◆ **Provided information**

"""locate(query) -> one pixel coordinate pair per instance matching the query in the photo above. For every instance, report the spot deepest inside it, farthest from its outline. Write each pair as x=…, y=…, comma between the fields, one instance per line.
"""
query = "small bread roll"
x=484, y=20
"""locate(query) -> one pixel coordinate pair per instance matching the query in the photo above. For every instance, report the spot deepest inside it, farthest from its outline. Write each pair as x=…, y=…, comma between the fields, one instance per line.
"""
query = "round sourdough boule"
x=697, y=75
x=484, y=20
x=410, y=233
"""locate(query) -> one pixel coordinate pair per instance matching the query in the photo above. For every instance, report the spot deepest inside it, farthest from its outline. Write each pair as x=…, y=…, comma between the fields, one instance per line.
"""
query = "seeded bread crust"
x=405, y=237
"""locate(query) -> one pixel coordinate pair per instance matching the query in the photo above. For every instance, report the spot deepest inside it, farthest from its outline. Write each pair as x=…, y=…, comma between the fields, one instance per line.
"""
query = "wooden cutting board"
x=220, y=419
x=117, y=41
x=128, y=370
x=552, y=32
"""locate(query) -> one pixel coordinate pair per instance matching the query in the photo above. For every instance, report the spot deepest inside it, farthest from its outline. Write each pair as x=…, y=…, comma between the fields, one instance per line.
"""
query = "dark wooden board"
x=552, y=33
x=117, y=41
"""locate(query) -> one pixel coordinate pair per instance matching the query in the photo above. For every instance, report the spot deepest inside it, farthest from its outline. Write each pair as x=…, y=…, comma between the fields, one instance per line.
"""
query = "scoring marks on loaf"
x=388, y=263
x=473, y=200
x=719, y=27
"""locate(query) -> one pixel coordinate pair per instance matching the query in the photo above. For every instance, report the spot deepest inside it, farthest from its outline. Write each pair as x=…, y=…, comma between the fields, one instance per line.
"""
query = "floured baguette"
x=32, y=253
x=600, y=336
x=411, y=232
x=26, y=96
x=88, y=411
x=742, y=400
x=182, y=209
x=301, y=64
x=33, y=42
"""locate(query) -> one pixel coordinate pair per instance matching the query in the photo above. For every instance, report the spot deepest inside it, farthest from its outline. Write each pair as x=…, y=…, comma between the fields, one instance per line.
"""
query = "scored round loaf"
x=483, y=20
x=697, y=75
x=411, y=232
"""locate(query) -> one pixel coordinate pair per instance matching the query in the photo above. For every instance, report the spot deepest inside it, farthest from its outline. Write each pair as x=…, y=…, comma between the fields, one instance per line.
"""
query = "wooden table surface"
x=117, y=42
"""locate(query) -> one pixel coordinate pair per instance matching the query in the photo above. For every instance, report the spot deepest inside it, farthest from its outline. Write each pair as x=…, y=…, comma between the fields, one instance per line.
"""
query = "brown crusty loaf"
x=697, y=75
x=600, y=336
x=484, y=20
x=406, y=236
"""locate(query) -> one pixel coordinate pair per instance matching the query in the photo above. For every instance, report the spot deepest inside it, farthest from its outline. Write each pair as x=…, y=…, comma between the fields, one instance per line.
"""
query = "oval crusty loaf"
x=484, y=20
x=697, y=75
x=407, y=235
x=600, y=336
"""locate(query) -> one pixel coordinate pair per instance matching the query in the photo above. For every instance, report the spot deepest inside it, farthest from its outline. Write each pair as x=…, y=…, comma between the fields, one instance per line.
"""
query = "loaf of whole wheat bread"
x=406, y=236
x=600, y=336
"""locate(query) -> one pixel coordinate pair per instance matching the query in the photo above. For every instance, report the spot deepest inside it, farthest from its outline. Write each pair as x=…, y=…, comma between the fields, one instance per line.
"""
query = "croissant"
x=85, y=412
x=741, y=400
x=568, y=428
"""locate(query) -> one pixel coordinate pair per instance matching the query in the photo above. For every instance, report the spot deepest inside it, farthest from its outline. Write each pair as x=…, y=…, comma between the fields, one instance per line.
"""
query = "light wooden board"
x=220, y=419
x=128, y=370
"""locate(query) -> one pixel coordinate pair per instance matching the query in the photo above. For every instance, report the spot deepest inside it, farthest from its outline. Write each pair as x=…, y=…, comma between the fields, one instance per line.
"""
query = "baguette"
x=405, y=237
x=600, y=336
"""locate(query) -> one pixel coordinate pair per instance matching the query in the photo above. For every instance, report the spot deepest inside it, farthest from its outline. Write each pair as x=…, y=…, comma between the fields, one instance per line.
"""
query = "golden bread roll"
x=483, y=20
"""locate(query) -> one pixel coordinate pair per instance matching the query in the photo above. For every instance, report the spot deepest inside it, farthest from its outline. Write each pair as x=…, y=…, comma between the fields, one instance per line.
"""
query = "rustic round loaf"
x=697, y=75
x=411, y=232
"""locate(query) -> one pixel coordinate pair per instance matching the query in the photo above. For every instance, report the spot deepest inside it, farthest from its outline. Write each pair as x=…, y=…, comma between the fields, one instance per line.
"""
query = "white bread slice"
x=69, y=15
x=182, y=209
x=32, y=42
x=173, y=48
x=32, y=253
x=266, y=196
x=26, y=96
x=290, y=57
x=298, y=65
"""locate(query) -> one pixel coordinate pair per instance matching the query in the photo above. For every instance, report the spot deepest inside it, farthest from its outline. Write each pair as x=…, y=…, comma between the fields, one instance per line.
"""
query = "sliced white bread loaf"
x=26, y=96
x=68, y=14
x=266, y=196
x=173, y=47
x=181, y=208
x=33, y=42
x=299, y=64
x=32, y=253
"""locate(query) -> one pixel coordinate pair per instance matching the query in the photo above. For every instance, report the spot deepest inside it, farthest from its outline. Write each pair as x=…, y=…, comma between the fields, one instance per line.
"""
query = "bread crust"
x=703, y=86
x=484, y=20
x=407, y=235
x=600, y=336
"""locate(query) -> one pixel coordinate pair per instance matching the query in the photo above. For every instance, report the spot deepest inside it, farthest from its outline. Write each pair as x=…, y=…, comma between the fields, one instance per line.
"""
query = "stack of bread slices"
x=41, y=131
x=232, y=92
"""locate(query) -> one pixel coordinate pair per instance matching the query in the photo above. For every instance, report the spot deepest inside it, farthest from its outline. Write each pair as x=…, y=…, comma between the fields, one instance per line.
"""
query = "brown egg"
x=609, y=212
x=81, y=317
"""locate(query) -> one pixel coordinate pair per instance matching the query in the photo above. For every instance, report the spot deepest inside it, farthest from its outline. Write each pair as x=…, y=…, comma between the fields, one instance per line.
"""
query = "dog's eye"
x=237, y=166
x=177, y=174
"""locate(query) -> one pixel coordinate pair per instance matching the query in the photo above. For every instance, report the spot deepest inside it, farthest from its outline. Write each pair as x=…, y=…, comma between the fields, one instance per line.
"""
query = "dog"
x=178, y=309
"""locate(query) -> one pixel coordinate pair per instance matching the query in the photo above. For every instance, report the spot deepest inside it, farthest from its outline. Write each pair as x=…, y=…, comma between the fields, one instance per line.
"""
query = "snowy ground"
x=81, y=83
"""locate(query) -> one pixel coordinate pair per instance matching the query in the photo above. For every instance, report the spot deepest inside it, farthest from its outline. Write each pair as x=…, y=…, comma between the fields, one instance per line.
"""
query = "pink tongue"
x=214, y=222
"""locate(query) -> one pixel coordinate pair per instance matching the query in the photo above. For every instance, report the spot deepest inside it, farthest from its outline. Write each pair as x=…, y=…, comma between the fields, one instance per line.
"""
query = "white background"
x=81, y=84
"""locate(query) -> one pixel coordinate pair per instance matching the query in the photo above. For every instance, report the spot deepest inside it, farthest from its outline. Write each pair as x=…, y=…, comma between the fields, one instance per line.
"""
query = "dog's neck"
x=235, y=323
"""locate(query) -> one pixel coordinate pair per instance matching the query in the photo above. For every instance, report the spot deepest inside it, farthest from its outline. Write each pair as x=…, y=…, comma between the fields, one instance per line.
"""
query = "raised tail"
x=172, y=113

◆ **Stated goal**
Please repeat the material above, word for word and in full.

◆ **Task response**
"""locate(query) -> one pixel coordinate pair per instance matching the query in the photo above. For every instance, report the spot deepest inside it, farthest from its outline. Write each pair as x=…, y=…, comma between the fields, one instance per line.
"""
query = "small bread roll"
x=484, y=20
"""locate(query) -> one pixel coordinate pair per instance matching the query in the photo above. For every instance, report the spot deepest inside it, farthest from its outline. Write each pair as x=…, y=…, comma between the fields, one instance per line.
"""
query = "round sourdough boule"
x=697, y=75
x=484, y=20
x=410, y=233
"""locate(query) -> one pixel coordinate pair per instance matching the query in the photo above. For every instance, report the spot deepest inside it, farthest from its outline. Write each pair as x=…, y=…, comma between the fields, one instance per line.
"""
query = "seeded bread crust"
x=405, y=237
"""locate(query) -> one pixel coordinate pair per instance matching the query in the photo above. For every instance, report the spot deepest inside it, farthest from its outline. Write each pair as x=…, y=…, comma between the fields, one instance per line.
"""
query = "wooden cutting board"
x=220, y=419
x=117, y=41
x=128, y=370
x=552, y=32
"""locate(query) -> one pixel coordinate pair per instance matching the query in the photo above. For every instance, report the spot deepest inside it, farthest from its outline. Write each pair as x=…, y=…, comma between the fields, one instance per line.
"""
query = "dark wooden board"
x=552, y=33
x=117, y=41
"""locate(query) -> one pixel coordinate pair per instance matching the query in the photo above. For every instance, report the spot deepest inside it, farthest from its outline. Write each pair as x=…, y=…, comma between the fields, one instance per line.
"""
query = "scoring marks on loaf"
x=388, y=263
x=473, y=200
x=719, y=27
"""locate(query) -> one pixel coordinate pair per instance matching the query in the photo above. For every instance, report the spot deepest inside it, farthest from its outline. Write each pair as x=…, y=…, comma between the fields, one instance per line.
"""
query = "floured baguette"
x=32, y=253
x=600, y=336
x=411, y=232
x=26, y=96
x=88, y=411
x=742, y=400
x=182, y=209
x=301, y=64
x=33, y=42
"""locate(query) -> one pixel coordinate pair per instance matching the query in the photo above. For every instance, report the spot deepest inside it, farthest from its outline. Write each pair as x=…, y=…, comma between the fields, one instance per line.
"""
query = "scored round loaf"
x=483, y=20
x=697, y=75
x=411, y=232
"""locate(query) -> one pixel coordinate pair per instance matching the query in the photo above. For every instance, report the spot deepest inside it, farthest from its outline. Write each pair as x=…, y=…, comma between the fields, one instance per line.
"""
query = "wooden table surface"
x=117, y=42
"""locate(query) -> one pixel coordinate pair per instance matching the query in the photo above. For every instance, report the spot deepest inside it, farthest from its outline. Write each pair as x=…, y=…, comma between the fields, one instance per line.
"""
query = "brown crusty loaf"
x=697, y=75
x=600, y=336
x=484, y=20
x=406, y=236
"""locate(query) -> one pixel coordinate pair per instance matching the query in the photo above. For every instance, report the spot deepest inside it, farthest from its outline. Write each pair as x=…, y=…, comma between the fields, one instance per line.
"""
query = "oval crusty loaf"
x=484, y=20
x=697, y=75
x=407, y=235
x=600, y=336
"""locate(query) -> one pixel coordinate pair per instance matching the query in the photo above. For every instance, report the spot deepest inside it, farthest from its outline. Write each pair as x=…, y=…, comma between the fields, one instance per line.
"""
query = "loaf of whole wheat bread"
x=406, y=236
x=600, y=336
"""locate(query) -> one pixel coordinate pair per instance matching the query in the photo above. For every instance, report the spot deepest inside it, farthest from its outline. Write each pair as x=…, y=…, comma between the fields, one instance per line.
"""
query = "croissant"
x=85, y=412
x=741, y=400
x=568, y=428
"""locate(query) -> one pixel coordinate pair per instance matching the query in the photo above. For every instance, report the spot deepest inside it, farthest from its outline. Write each pair as x=…, y=…, comma between the fields, one instance per line.
"""
query = "light wooden board"
x=220, y=419
x=128, y=370
"""locate(query) -> one pixel coordinate pair per instance matching the query in the photo above. For every instance, report the spot deepest inside it, farthest from its outline. Write each pair as x=…, y=…, comma between the fields, one instance per line.
"""
query = "baguette"
x=405, y=237
x=600, y=336
"""locate(query) -> one pixel coordinate pair per instance matching the query in the photo above. For every instance, report the spot deepest inside it, farthest from its outline. Write each pair as x=…, y=…, comma between the fields, one instance per line.
"""
query = "golden bread roll"
x=483, y=20
"""locate(query) -> one pixel coordinate pair per instance matching the query in the photo above. For every instance, report the spot deepest inside it, farthest from its outline. Write each pair as x=…, y=…, comma between the fields, one instance per line.
"""
query = "rustic round loaf"
x=697, y=75
x=411, y=232
"""locate(query) -> one pixel coordinate pair per instance matching the query in the photo above. For every instance, report the spot deepest inside it, farthest from its outline. Write each pair as x=…, y=…, comma between the fields, one instance per line.
"""
query = "white bread slice"
x=69, y=15
x=182, y=209
x=32, y=42
x=173, y=48
x=32, y=253
x=266, y=196
x=26, y=96
x=290, y=57
x=298, y=65
"""locate(query) -> one pixel coordinate pair per instance matching the query in the photo above. For every instance, report the spot deepest inside it, farthest from its outline. Write each pair as x=…, y=…, comma between the fields, one instance per line.
"""
query = "sliced white bread loaf"
x=26, y=96
x=68, y=14
x=266, y=196
x=173, y=47
x=181, y=208
x=33, y=42
x=299, y=64
x=32, y=253
"""locate(query) -> one pixel coordinate pair per instance matching the query in the photo above. For every instance, report the spot deepest inside it, farthest from its outline. Write each pair as x=…, y=…, comma between the fields, one instance per line.
"""
query = "bread crust"
x=703, y=86
x=484, y=20
x=407, y=235
x=600, y=336
"""locate(query) -> one pixel coordinate pair per instance matching the query in the photo above. For every instance, report the spot deepest inside it, farthest from its outline. Write each pair as x=…, y=…, comma between the fields, one instance per line.
"""
query = "stack of bread slices"
x=41, y=131
x=232, y=92
"""locate(query) -> one pixel coordinate pair per instance matching the query in the photo above. For every instance, report the spot deepest inside it, farthest from its outline. Write each pair as x=…, y=…, comma between the fields, one instance per line.
"""
query = "brown egg"
x=609, y=212
x=81, y=317
"""locate(query) -> one pixel coordinate pair per instance matching the query in the photo above. For every instance, report the spot deepest inside it, farthest from its outline. Write each pair as x=…, y=…, comma between the fields, one instance per line.
"""
query = "dog's eye"
x=237, y=166
x=177, y=174
"""locate(query) -> one pixel coordinate pair per instance matching the query in the photo above. For every instance, report the spot deepest inside it, farthest from its outline. Write each pair as x=…, y=…, comma between the fields, one instance per line.
"""
query = "dog"
x=178, y=309
"""locate(query) -> one pixel coordinate pair per instance matching the query in the photo above. For every instance, report the spot deepest inside it, farthest from its outline. Write each pair as x=…, y=…, comma between the fields, one instance per line.
"""
query = "snowy ground"
x=81, y=83
"""locate(query) -> one pixel coordinate pair per instance matching the query in the photo above. For every instance, report the spot deepest inside it, farthest from its outline. Write each pair as x=…, y=…, comma between the fields, one instance per line.
"""
query = "pink tongue"
x=214, y=222
"""locate(query) -> one pixel coordinate pair per instance matching the query in the photo above. For every instance, report the spot deepest inside it, farthest from its outline. Write each pair as x=…, y=…, comma between the fields, one instance per line.
"""
query = "white background"
x=81, y=84
"""locate(query) -> one pixel coordinate pair per instance matching the query in the photo above. For every instance, report the spot deepest inside it, farthest from its outline. Write each pair as x=…, y=…, comma between the fields, one instance per line.
"""
query = "dog's neck"
x=235, y=323
"""locate(query) -> one pixel coordinate pair per instance matching the query in the photo above. For every instance, report the spot deepest inside it, farthest from its outline. Write each pair as x=…, y=…, comma between the fields, one instance per line.
"""
query = "raised tail"
x=172, y=113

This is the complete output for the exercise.